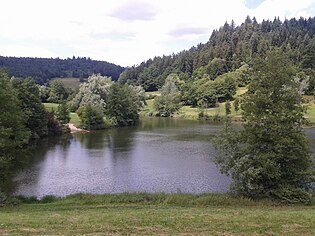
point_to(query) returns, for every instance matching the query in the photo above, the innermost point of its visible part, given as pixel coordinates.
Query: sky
(126, 32)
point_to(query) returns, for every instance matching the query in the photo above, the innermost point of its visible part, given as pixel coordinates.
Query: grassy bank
(147, 214)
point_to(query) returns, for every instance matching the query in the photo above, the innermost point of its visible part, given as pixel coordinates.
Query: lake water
(159, 155)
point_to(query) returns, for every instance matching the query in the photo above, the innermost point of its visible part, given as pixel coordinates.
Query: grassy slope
(74, 117)
(192, 112)
(147, 214)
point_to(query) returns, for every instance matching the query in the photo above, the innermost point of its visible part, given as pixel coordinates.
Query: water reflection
(159, 155)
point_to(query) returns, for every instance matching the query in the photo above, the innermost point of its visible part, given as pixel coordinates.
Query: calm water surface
(159, 155)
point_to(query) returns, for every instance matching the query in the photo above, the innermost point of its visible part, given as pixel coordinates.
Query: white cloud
(123, 31)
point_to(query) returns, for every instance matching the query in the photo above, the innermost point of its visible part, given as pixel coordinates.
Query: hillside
(44, 69)
(228, 48)
(156, 214)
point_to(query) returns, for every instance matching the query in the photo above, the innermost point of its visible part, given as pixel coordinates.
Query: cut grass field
(152, 214)
(188, 112)
(74, 118)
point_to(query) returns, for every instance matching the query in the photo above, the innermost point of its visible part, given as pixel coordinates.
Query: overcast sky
(126, 32)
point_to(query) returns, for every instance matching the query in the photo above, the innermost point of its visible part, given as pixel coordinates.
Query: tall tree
(122, 105)
(13, 133)
(270, 156)
(35, 116)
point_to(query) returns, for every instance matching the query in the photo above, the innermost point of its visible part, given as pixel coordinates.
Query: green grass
(72, 83)
(74, 118)
(151, 214)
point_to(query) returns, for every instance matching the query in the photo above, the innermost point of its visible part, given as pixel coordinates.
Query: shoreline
(74, 129)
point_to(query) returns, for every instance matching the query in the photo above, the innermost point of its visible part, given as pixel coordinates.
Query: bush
(91, 117)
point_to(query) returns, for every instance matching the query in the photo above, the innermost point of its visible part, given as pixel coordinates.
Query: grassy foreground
(147, 214)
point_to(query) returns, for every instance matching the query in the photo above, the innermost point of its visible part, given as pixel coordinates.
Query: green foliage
(228, 107)
(91, 117)
(58, 92)
(63, 114)
(53, 126)
(45, 69)
(30, 103)
(230, 47)
(13, 133)
(123, 104)
(236, 104)
(308, 60)
(170, 100)
(95, 92)
(270, 156)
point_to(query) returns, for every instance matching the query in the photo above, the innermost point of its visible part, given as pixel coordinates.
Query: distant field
(72, 83)
(74, 117)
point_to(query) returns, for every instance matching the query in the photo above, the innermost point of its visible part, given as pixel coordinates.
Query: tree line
(44, 69)
(228, 49)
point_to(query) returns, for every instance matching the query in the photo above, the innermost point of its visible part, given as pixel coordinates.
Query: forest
(273, 60)
(44, 69)
(230, 48)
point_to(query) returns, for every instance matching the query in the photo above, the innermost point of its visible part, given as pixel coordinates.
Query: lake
(159, 155)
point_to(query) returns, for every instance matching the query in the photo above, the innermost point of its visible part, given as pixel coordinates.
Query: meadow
(162, 214)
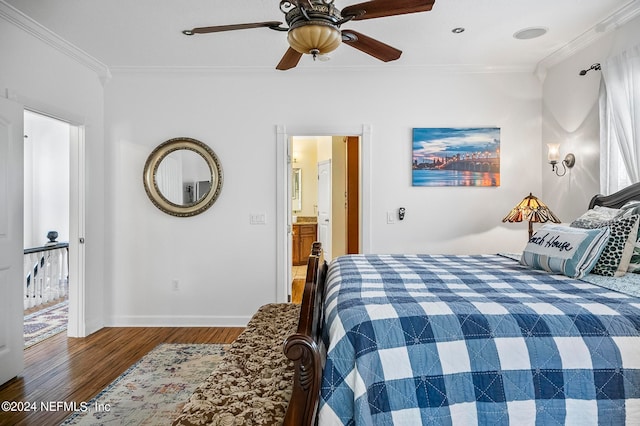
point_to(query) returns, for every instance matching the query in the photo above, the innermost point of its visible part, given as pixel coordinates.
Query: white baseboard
(176, 321)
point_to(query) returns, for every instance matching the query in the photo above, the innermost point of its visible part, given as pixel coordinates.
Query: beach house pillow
(616, 256)
(631, 208)
(565, 250)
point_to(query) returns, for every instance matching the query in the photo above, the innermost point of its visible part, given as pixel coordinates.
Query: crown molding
(437, 68)
(623, 15)
(35, 29)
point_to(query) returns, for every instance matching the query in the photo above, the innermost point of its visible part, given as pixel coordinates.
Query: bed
(453, 339)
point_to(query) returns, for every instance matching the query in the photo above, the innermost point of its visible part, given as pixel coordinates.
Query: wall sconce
(554, 155)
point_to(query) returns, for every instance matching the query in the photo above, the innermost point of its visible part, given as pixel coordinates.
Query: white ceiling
(147, 33)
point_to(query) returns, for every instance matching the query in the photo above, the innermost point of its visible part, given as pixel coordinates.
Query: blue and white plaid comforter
(475, 340)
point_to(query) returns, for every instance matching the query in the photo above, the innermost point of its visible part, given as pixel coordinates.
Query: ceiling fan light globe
(319, 38)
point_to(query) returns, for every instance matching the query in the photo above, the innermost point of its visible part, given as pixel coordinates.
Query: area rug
(153, 390)
(45, 323)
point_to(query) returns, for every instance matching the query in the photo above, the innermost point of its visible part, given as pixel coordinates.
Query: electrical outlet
(258, 218)
(391, 217)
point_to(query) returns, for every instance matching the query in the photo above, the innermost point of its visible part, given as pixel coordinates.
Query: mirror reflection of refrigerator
(202, 187)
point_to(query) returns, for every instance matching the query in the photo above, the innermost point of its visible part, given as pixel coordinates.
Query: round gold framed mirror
(182, 177)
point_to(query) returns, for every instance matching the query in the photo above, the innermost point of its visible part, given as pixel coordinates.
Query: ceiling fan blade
(370, 46)
(305, 3)
(380, 8)
(220, 28)
(289, 60)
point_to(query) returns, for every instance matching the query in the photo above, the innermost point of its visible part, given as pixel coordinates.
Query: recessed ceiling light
(528, 33)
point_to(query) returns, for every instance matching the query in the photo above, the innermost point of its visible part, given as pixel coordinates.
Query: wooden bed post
(303, 347)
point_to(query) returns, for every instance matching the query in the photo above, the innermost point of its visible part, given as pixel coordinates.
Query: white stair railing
(46, 272)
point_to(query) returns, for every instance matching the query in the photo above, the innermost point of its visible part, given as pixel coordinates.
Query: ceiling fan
(314, 27)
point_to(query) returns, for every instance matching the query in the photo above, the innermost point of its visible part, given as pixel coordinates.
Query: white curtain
(620, 121)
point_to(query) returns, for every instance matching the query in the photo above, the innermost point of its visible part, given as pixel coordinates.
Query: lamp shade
(314, 38)
(532, 210)
(554, 152)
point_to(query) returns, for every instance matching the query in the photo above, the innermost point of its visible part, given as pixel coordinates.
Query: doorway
(284, 158)
(325, 200)
(46, 226)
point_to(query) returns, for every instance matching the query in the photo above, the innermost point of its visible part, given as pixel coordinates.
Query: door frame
(283, 185)
(329, 234)
(76, 321)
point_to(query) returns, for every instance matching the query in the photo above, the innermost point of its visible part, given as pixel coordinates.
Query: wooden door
(11, 236)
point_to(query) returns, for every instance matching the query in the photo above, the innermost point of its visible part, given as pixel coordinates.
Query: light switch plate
(258, 218)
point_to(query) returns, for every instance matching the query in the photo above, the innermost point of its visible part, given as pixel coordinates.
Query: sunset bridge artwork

━━━━━━━━━━━━━━━━

§ WORK REQUIRED
Please count the lines above that contain the string "white", matching case exactly, and reply with the number alone.

§ EXERCISE OUTPUT
6